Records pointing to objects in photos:
= = = = =
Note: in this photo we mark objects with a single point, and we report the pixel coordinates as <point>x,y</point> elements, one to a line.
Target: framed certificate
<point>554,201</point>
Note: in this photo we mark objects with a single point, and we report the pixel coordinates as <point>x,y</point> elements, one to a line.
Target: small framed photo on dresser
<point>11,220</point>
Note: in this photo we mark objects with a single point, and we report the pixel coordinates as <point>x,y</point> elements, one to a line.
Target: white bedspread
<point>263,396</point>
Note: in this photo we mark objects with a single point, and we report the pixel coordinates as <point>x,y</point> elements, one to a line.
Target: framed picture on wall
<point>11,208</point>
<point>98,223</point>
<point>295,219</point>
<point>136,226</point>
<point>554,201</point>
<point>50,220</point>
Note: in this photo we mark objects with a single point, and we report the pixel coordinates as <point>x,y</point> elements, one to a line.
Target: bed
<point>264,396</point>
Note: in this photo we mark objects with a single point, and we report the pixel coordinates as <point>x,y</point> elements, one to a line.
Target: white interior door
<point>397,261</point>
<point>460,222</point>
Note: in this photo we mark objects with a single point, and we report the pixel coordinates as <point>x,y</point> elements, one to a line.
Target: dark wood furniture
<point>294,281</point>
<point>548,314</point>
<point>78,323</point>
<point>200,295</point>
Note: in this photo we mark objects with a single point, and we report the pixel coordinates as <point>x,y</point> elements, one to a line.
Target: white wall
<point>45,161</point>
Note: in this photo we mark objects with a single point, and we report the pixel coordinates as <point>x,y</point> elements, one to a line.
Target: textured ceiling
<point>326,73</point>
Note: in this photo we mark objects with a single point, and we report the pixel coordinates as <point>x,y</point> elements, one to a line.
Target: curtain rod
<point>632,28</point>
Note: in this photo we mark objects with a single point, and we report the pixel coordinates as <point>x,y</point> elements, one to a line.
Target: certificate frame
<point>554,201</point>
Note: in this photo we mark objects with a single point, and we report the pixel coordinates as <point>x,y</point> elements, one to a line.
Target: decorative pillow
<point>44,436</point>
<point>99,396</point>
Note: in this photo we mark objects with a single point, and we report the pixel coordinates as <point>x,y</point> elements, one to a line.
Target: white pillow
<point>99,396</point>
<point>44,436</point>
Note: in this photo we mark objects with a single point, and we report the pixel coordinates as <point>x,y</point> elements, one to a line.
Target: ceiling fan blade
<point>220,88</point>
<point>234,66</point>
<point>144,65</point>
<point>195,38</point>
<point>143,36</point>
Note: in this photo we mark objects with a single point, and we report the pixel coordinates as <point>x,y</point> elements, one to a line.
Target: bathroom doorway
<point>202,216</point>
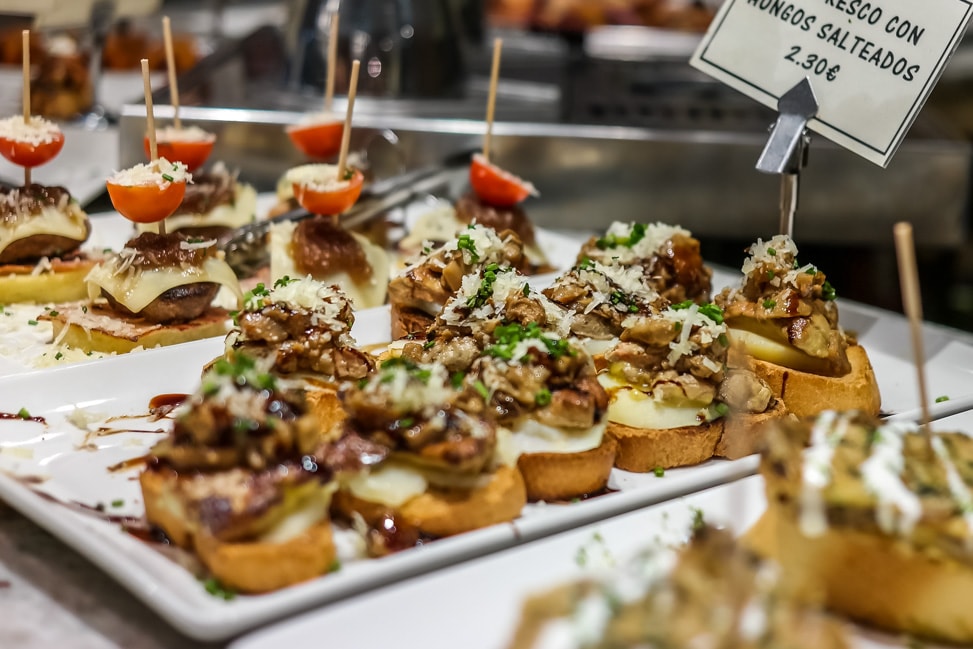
= = = = =
• Set task: Which lines in the material above contain the word "wall"? Report each of them in full.

• Solution for this problem:
Target: framed picture on wall
Target: white wall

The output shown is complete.